### Exercise brief
Every line of the data must be copied exactly.

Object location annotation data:
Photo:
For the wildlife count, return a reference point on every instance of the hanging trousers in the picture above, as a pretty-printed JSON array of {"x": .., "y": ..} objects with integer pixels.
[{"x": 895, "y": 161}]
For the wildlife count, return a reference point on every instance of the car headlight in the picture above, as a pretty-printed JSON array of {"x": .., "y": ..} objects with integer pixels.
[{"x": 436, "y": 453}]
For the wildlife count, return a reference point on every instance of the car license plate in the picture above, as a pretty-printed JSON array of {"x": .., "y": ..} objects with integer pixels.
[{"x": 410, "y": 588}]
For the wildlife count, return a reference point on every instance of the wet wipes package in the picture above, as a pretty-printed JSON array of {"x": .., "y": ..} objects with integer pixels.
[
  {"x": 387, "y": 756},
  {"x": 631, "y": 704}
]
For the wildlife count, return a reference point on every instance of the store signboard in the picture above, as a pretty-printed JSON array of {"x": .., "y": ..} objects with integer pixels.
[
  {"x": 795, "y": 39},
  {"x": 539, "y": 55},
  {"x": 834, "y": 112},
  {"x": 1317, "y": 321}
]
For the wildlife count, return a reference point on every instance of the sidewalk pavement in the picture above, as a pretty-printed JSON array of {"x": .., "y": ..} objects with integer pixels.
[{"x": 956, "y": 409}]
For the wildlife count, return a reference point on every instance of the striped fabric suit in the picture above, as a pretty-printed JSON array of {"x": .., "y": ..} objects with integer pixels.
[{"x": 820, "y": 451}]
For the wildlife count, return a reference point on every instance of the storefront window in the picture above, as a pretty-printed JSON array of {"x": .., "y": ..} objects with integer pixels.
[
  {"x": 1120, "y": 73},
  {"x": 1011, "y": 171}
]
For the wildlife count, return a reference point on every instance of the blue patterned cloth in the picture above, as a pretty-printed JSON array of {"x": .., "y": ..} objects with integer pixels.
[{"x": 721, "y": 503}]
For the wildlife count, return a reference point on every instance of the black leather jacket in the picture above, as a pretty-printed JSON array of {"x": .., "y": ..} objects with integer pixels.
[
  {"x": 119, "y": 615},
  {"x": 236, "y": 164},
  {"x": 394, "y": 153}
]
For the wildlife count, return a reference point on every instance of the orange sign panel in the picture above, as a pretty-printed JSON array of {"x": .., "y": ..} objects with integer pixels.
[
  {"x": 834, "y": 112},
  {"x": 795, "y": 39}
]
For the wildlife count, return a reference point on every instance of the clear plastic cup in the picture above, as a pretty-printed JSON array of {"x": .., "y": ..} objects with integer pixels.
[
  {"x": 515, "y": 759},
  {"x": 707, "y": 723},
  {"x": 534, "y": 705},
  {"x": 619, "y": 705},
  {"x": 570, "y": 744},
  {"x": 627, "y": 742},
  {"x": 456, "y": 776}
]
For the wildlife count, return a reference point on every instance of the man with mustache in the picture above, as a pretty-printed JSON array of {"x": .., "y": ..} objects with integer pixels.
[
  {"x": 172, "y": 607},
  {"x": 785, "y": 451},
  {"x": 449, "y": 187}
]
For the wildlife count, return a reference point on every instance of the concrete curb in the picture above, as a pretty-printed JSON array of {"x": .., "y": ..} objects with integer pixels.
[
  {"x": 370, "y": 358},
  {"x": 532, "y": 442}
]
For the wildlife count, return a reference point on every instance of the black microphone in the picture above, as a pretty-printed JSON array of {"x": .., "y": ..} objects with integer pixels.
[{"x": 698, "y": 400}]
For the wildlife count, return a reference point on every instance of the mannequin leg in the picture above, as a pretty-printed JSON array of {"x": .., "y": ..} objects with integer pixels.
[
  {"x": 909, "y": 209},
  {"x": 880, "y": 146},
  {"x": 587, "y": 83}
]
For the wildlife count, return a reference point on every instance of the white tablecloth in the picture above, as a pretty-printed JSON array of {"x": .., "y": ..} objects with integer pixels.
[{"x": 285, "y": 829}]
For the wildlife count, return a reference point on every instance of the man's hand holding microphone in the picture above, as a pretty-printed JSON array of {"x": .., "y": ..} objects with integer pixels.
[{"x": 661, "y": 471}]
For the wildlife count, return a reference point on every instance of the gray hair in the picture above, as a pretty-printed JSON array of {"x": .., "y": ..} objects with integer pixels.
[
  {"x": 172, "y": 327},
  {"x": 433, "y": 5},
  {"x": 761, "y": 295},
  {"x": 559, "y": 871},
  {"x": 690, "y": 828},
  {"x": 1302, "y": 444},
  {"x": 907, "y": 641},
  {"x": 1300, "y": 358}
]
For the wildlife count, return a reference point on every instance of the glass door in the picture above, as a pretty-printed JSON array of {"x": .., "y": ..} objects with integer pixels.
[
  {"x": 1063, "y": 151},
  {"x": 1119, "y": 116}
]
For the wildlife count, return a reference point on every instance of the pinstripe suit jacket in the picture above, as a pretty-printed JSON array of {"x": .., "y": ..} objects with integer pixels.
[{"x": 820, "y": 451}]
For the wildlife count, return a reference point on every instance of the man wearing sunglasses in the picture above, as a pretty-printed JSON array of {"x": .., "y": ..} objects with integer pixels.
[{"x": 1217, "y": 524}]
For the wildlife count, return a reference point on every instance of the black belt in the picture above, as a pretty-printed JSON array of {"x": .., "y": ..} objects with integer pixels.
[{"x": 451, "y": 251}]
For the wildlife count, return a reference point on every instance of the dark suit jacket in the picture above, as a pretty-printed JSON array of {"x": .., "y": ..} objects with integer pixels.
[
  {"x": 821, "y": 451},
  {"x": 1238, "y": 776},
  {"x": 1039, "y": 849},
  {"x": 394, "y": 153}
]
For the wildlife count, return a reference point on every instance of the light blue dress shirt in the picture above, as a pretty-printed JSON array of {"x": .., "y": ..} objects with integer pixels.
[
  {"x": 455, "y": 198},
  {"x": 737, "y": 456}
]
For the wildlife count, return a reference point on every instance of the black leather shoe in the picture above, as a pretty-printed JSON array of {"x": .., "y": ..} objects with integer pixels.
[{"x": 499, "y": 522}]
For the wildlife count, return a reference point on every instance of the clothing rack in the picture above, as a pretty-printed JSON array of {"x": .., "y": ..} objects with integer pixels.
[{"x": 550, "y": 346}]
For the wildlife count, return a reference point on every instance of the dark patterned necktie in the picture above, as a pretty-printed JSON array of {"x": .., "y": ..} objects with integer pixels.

### Full response
Photo:
For the wildlife count, return a reference point on every instance of the hanging trousers in the picture above, as a pretty-printed JSON array of {"x": .., "y": ..} objects with integer pixels.
[{"x": 895, "y": 161}]
For the wildlife count, return a reference point on every instance of the car headlight in the picture above, as a pretty-printed JSON array of {"x": .., "y": ..} objects with integer pixels.
[{"x": 436, "y": 453}]
For the wildlife count, return a reference point on every instance of the car license plate in the picture above, as a pretty-printed JSON array of {"x": .., "y": ..} objects with integer pixels.
[{"x": 410, "y": 588}]
For the wildlife count, return a reference point on every instance of the wet wipes package in the picture above, as a pretty-printed JSON array of {"x": .., "y": ..} objects with integer pixels.
[
  {"x": 387, "y": 756},
  {"x": 631, "y": 704}
]
For the wildlife count, return a reference point on every instance of the store signboard in the picture above, as a pretty-printed JSON array of {"x": .., "y": ..} objects with integer pixels.
[
  {"x": 795, "y": 39},
  {"x": 539, "y": 55},
  {"x": 834, "y": 112},
  {"x": 1317, "y": 321}
]
For the wildlife count, return a reference point on every instance of the sidewalk pavement in the picture above, as a pretty-printed JSON array of {"x": .., "y": ..} objects with integer pixels.
[{"x": 956, "y": 409}]
For the wildlife count, return a reference point on every instance of the striped fabric suit in the picture above, as a pretty-printed JSON array of {"x": .., "y": ..} objects with integer pixels.
[{"x": 820, "y": 451}]
For the wildlife count, return a reference point on every instance of the storefront window in the picture above, as a pretty-printed JSON array of {"x": .., "y": ..} objects with integer pixels.
[
  {"x": 1120, "y": 73},
  {"x": 1011, "y": 171}
]
For the wildlife count, return a reference point on every instance of the blue patterned cloth in the picture above, as a pretty-printed JSON array of {"x": .., "y": ..} objects with integer pixels.
[{"x": 721, "y": 503}]
For the wildlife count, return a reference point on every instance of the black leather jacket in the picture above, as a pretty-printed JSON array of {"x": .., "y": ..} objects with integer pixels.
[
  {"x": 119, "y": 615},
  {"x": 236, "y": 164},
  {"x": 394, "y": 153}
]
For the wildlife count, return a reference point on every instance of the orange sign panel in the picture above, as a pretty-printed JSON array of {"x": .., "y": ..} objects with integer pixels.
[
  {"x": 834, "y": 112},
  {"x": 795, "y": 39}
]
For the wildlife count, return a reference point on every instance of the clear plastic cup in the picture above, as a pretty-printed JSON array of {"x": .., "y": ..} objects with integer pixels.
[
  {"x": 515, "y": 759},
  {"x": 707, "y": 723},
  {"x": 534, "y": 705},
  {"x": 619, "y": 705},
  {"x": 570, "y": 744},
  {"x": 627, "y": 742},
  {"x": 456, "y": 776}
]
For the wildlife count, return a reference point on every instance of the man with mustache in the picture above, as a pretty-printed JSON array of {"x": .., "y": ..} objects with integer pixels.
[
  {"x": 172, "y": 607},
  {"x": 785, "y": 451},
  {"x": 449, "y": 187}
]
For the wildlife count, return a reference point on every instance of the concrete curb in the picture above, as a pretty-printed JSON array of {"x": .., "y": ..} objects with integer pixels.
[
  {"x": 370, "y": 358},
  {"x": 532, "y": 442}
]
For the wildlife count, return a reference point on every instance of the black microphone in the picture above, as a pretty-printed JSON array of {"x": .., "y": ..} objects with integer pixels.
[{"x": 698, "y": 400}]
For the wildlife count, return a reference point on every instance of the mannequin leg in the picture above, as a pretty-printed JSON array of {"x": .., "y": ..} objects with integer pixels.
[
  {"x": 909, "y": 209},
  {"x": 880, "y": 146},
  {"x": 587, "y": 83}
]
For the wildlife count, return a reference point on every instance of the white tablecloth in the picture above, as a pretty-printed JSON array of {"x": .., "y": ..} objects with integer pixels.
[{"x": 285, "y": 829}]
For the wildlife count, return a reference point on every instance of the man's hand holding microphone in the picture above, as a pretty-printed JSON array of {"x": .., "y": ..} objects with integer pixels.
[{"x": 661, "y": 471}]
For the wildlife count, return a reference point on every instance of the gray hair in the picture above, as a pretty-printed JSON array of {"x": .., "y": ..} objects with integer pixels.
[
  {"x": 172, "y": 327},
  {"x": 433, "y": 5},
  {"x": 761, "y": 295},
  {"x": 559, "y": 871},
  {"x": 690, "y": 828},
  {"x": 1302, "y": 444},
  {"x": 907, "y": 641},
  {"x": 1300, "y": 358}
]
For the wildlife count, return a reference point on every instance of the glass door in the picture above, as a pretty-printed JSON array of {"x": .., "y": ..} objects with integer pixels.
[
  {"x": 1063, "y": 151},
  {"x": 1119, "y": 116}
]
For the wildlife count, return a reference point on every instance of the pinstripe suit jacket in the picture above, as a pretty-printed JSON array of {"x": .., "y": ..} objects with integer pixels.
[{"x": 820, "y": 451}]
For the wildlife count, return a reference point on every instance of the man wearing sunglasses in the picture above, as a pretty-printed JSON array of {"x": .., "y": ..} objects with integer pixels.
[{"x": 1217, "y": 524}]
For the wildlife count, return a reference point on every instance of the black belt in the picture above, as a pretty-printed JSON array of {"x": .., "y": ..} objects with integer pixels.
[{"x": 451, "y": 251}]
For the wildlife count, return a reference point on every instance of the dark suit jacket in the picture above, as a pretty-printed JSON array of {"x": .., "y": ..} objects with integer pixels.
[
  {"x": 821, "y": 451},
  {"x": 1238, "y": 776},
  {"x": 1039, "y": 849},
  {"x": 394, "y": 153}
]
For the wildlife count, return a reference point on every instance of the light blue dress shirt in the picture above, as a pretty-printed JSON array of {"x": .., "y": ..} objects with integer pixels.
[
  {"x": 455, "y": 198},
  {"x": 737, "y": 456}
]
For the wildlife count, return a reference point on every instance of the black leather shoe in the picture above, as a pretty-printed JSON array of {"x": .., "y": ..} objects with integer pixels.
[{"x": 499, "y": 522}]
For the wildlife count, return a reference point on every instance of the clothing rack in the picture above, as a pretty-printed JSON array of {"x": .., "y": ..} objects with integer pixels.
[{"x": 550, "y": 346}]
For the wildlife count, return a reference point on every instance of the dark patterned necktie in the picture above, as a pretty-printed JSON array of {"x": .., "y": ..} objects with integer pixels.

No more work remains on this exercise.